● Action item
Omit each picture as you copy the entries exactly.

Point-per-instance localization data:
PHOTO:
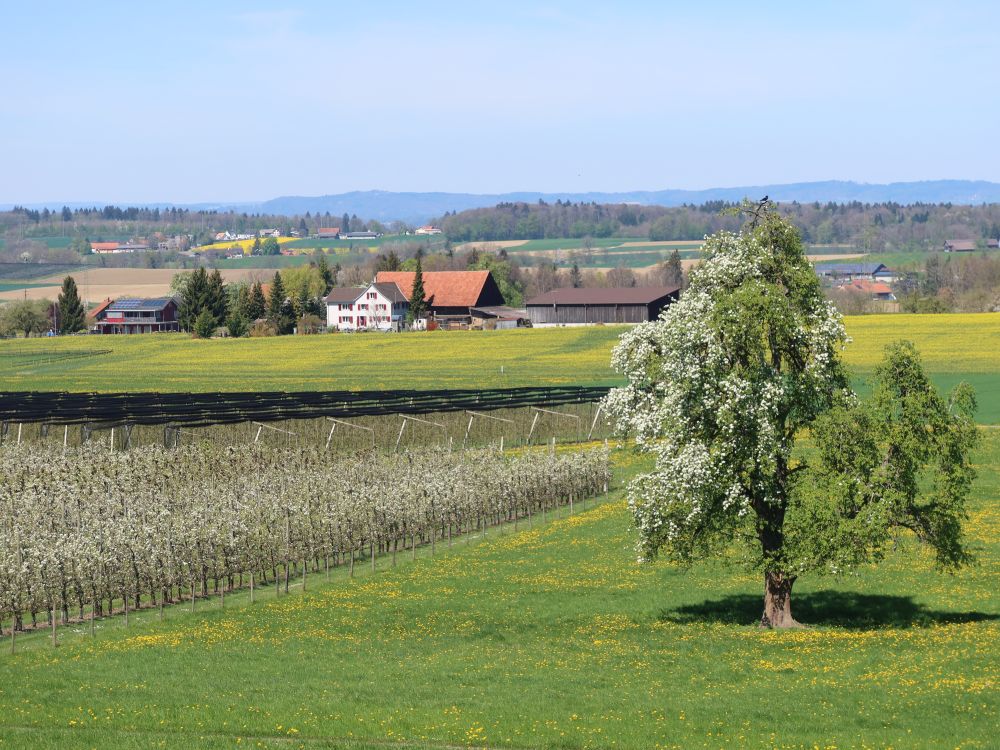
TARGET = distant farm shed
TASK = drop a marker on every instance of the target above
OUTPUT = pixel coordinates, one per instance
(449, 292)
(572, 306)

● Answer below
PHOTO:
TARGET = distant farm shed
TASK = drop a marker on every instance of the target above
OUTPUT = pixel coordinates, one per instance
(449, 292)
(572, 306)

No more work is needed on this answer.